同時通訳可能な国産AI開発、大阪万博で活用へ…機密性高い国際交渉でも使用想定
総務省
総務省所管の国立研究開発法人「情報通信研究機構(NICT)」(東京)が、自然な会話の流れで同時通訳が可能な国産AI(人工知能)を開発し、2025年大阪・関西万博で活用することがわかった。政府は30年頃までには、機密性の高い情報を扱う国際交渉での使用を想定している。
首脳会談などの同時通訳では、熟練の通訳者が話者の発言の途中から翻訳を始める。作業の負担は大きく、日本語と英語の同時通訳者は国内で数百人に限られる。
NICTのチームは同時通訳者の協力を得て、用意した膨大な文章データのうち、通訳者が翻訳を始めるタイミングをAIに学習させた。用語集などと組み合わせることで、日英中韓仏の5言語で双方向の同時通訳ができるAIを開発した。

- [問題と課題]:
a) 本文を「同時通訳可能な国産AI開発、大阪万博で活用へ…機密性高い国際交渉でも使用想定」から「者は国内で数百人に限られる。」まで書き出し、その際「熟練の通訳者」を「経験豊富な通訳者」に置き換えてください。
b) (i)〜(iii)の各記述が本文と一致するかを「はい」か「いいえ」で答え、判断の根拠となる本文の語句をそのまま引用してください。(i) 日本語と英語の同時通訳者は国内に数千人いる。(ii) 開発されたAIは5言語で双方向の同時通訳ができる。(iii) 政府は30年頃までに、機密性の高い情報を扱う国際交渉での使用を想定している。
このデータは本文とは別の出典から取られたものです。

- [ラベル付き領域データの抜粋]:
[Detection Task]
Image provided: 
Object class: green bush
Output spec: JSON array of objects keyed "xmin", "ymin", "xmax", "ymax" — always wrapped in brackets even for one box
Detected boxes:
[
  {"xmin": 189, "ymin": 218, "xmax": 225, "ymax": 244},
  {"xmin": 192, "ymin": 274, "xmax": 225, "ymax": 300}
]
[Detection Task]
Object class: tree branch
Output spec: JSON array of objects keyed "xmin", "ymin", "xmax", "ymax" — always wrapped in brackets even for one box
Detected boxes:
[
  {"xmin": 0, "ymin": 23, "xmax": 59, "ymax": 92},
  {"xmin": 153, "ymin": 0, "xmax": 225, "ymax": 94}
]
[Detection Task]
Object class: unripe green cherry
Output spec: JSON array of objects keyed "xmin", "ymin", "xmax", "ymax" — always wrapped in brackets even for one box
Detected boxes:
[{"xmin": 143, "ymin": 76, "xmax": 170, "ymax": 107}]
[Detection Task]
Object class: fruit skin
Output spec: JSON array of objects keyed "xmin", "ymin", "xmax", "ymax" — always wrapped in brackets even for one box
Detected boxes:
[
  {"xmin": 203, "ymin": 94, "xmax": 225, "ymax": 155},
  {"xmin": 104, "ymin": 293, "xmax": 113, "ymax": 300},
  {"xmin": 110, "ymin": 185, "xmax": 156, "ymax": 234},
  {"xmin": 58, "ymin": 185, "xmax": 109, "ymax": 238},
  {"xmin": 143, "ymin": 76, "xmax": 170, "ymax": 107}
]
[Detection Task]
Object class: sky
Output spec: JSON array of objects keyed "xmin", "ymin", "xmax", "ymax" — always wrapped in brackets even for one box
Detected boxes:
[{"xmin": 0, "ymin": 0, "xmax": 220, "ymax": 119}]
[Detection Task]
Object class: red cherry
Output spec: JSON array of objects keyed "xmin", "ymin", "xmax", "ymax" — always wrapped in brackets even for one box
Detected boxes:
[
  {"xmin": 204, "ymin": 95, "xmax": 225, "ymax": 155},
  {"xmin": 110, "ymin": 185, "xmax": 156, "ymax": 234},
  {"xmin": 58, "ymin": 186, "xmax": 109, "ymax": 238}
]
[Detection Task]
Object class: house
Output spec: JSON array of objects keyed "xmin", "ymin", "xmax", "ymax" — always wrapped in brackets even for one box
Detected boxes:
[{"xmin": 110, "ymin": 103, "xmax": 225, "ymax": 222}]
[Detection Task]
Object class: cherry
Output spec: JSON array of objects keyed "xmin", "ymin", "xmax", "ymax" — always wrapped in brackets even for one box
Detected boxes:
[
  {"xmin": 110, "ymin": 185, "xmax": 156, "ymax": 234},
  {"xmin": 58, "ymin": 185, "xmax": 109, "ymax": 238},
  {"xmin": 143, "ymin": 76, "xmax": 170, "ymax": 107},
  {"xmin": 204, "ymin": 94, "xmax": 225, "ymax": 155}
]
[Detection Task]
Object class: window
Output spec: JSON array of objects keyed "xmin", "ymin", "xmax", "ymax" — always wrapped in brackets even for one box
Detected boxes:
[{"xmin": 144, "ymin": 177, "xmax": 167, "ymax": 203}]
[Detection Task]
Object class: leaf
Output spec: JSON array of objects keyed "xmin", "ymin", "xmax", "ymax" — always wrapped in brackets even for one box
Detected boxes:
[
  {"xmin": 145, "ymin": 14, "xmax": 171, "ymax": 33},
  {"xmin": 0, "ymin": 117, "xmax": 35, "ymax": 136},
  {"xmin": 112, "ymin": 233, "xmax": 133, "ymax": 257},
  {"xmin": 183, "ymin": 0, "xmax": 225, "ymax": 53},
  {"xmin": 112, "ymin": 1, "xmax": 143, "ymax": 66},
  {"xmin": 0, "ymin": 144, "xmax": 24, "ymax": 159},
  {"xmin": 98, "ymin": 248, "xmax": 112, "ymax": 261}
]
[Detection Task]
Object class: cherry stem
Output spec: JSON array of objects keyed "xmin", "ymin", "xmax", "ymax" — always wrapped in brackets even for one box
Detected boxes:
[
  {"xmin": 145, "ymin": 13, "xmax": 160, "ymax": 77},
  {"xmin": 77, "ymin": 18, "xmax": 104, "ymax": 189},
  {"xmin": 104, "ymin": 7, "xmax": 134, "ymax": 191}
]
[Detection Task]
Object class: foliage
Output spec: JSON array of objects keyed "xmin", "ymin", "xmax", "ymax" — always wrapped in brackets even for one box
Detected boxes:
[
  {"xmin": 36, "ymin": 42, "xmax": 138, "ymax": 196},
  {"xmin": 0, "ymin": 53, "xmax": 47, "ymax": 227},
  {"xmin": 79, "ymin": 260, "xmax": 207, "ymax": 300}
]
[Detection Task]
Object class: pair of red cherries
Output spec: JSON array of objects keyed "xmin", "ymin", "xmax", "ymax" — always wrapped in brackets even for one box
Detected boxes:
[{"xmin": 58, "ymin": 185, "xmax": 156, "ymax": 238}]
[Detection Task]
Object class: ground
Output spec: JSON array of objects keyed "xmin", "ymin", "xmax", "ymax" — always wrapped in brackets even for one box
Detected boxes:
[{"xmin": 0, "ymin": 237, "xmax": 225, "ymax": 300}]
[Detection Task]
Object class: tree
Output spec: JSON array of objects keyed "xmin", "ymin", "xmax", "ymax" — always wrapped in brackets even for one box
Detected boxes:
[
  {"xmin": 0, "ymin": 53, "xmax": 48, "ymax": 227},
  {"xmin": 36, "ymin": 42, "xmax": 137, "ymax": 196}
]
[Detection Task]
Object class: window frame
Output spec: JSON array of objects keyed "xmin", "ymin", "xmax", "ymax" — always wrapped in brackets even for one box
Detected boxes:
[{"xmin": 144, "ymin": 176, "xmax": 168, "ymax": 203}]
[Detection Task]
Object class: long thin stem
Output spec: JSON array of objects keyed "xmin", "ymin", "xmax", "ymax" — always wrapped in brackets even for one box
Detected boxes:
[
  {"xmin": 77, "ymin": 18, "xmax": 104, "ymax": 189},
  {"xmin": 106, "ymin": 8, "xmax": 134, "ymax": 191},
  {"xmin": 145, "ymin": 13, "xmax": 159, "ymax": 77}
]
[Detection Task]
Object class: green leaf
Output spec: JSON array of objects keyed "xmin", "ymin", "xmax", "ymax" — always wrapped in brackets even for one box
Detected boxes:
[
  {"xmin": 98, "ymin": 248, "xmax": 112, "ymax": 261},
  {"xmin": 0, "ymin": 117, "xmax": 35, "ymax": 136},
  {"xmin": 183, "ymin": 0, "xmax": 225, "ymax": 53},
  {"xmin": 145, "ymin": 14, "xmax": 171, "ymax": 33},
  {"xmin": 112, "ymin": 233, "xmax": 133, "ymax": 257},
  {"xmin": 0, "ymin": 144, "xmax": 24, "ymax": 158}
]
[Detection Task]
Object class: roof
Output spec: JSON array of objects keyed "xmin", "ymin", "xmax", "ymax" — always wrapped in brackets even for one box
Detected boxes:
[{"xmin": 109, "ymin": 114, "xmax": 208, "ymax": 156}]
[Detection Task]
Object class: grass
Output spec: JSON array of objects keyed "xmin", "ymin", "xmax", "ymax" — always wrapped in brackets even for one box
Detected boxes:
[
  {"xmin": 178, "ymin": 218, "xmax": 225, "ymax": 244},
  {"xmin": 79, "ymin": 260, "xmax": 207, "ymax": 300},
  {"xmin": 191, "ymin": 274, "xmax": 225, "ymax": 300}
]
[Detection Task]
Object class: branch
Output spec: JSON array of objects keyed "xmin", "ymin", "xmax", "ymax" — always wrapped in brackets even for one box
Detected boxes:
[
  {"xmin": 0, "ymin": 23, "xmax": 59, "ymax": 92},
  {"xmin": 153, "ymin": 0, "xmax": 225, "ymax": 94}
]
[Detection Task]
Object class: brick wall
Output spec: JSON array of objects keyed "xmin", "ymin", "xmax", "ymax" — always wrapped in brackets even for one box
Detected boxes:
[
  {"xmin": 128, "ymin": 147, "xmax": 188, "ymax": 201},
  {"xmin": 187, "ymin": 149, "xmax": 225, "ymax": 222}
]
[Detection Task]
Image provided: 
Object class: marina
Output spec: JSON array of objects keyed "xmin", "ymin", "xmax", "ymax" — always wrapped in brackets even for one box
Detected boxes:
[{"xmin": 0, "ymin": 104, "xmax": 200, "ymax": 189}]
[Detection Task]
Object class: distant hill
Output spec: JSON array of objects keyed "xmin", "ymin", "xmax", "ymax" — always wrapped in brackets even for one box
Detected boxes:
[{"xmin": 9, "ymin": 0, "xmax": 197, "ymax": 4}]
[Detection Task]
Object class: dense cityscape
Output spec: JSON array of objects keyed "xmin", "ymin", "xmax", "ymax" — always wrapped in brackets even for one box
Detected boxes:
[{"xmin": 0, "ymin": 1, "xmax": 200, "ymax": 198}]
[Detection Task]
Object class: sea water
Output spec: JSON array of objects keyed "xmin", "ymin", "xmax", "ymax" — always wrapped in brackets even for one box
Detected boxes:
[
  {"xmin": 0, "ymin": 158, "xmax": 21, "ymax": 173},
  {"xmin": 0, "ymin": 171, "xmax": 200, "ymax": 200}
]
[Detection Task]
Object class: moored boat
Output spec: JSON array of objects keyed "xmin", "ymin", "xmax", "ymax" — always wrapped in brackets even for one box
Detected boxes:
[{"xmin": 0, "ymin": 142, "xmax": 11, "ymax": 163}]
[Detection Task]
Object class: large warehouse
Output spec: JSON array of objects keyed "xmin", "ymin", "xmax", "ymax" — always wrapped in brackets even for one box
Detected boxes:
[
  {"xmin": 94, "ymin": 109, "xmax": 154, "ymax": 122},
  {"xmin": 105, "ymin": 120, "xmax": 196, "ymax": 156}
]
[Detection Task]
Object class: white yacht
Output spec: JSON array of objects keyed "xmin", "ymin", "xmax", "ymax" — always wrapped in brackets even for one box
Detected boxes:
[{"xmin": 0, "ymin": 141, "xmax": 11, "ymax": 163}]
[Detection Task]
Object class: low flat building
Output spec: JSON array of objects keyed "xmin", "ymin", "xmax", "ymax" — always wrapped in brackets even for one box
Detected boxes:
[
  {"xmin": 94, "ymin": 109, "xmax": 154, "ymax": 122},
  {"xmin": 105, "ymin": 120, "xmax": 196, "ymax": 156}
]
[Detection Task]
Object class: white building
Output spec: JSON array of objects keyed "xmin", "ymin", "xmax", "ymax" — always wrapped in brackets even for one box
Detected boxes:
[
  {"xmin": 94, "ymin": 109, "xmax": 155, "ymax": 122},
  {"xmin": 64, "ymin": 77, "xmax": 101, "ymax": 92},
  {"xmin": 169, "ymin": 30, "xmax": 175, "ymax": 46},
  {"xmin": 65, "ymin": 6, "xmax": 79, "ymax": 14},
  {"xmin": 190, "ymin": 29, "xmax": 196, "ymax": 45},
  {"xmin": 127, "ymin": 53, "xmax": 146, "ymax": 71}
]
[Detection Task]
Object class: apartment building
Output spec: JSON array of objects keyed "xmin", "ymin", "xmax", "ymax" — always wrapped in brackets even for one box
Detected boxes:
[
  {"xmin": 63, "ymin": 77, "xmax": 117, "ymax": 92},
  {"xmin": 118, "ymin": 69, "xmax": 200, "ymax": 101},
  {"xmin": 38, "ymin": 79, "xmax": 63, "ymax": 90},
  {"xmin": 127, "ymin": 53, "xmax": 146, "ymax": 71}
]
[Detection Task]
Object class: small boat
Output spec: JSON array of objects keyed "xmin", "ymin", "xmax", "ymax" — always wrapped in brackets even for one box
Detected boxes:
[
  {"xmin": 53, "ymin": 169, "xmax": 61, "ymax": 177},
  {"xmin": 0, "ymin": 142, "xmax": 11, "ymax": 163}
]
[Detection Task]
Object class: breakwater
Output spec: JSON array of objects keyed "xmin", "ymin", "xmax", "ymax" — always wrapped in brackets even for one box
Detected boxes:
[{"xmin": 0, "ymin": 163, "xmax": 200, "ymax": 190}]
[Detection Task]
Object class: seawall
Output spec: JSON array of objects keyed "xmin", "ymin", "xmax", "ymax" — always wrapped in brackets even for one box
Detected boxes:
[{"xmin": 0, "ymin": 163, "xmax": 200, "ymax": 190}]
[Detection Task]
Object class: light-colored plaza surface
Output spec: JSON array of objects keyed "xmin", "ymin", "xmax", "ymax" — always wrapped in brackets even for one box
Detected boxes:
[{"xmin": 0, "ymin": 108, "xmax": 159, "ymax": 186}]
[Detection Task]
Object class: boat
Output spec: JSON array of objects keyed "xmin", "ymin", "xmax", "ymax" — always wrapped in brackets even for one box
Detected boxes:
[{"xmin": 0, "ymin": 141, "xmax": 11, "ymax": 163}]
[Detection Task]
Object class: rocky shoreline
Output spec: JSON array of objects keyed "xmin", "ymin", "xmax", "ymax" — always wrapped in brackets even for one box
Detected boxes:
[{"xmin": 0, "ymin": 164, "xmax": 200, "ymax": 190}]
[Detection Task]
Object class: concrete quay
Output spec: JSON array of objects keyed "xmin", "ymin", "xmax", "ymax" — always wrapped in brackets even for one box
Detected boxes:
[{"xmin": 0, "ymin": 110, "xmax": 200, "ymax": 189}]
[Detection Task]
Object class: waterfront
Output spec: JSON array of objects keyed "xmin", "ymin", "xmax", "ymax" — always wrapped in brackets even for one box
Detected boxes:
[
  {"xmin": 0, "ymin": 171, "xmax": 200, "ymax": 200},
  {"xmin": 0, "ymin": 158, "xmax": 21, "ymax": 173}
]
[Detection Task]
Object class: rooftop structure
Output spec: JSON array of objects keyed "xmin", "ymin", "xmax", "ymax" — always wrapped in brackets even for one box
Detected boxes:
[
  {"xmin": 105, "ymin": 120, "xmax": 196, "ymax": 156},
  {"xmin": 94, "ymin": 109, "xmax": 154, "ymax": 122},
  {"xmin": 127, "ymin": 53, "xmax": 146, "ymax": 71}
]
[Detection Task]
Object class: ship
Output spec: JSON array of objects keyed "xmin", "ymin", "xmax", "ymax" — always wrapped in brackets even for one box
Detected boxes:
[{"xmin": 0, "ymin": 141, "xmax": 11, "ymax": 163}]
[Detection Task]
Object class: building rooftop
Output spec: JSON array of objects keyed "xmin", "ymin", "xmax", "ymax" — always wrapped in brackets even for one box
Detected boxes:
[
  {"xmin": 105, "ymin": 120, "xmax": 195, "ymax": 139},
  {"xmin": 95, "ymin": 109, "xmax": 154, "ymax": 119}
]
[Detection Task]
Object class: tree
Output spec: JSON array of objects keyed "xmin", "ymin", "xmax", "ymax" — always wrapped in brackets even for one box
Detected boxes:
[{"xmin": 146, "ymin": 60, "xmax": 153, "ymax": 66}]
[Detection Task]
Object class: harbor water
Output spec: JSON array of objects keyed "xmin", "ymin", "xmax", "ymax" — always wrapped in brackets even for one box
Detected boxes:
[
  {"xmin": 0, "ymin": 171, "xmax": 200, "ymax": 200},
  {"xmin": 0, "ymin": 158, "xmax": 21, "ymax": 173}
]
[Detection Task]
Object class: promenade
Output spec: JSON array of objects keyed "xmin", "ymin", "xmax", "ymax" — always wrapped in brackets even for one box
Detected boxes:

- [解答]:
a)
同時通訳可能な国産AI開発、大阪万博で活用へ…機密性高い国際交渉でも使用想定
総務省
総務省所管の国立研究開発法人「情報通信研究機構(NICT)」(東京)が、自然な会話の流れで同時通訳が可能な国産AI(人工知能)を開発し、2025年大阪・関西万博で活用することがわかった。政府は30年頃までには、機密性の高い情報を扱う国際交渉での使用を想定している。
首脳会談などの同時通訳では、経験豊富な通訳者が話者の発言の途中から翻訳を始める。作業の負担は大きく、日本語と英語の同時通訳者は国内で数百人に限られる。

b)
(i) いいえ。「日本語と英語の同時通訳者は国内で数百人に限られる」
(ii) はい。「日英中韓仏の5言語で双方向の同時通訳ができるAIを開発した」
(iii) はい。「政府は30年頃までには、機密性の高い情報を扱う国際交渉での使用を想定している」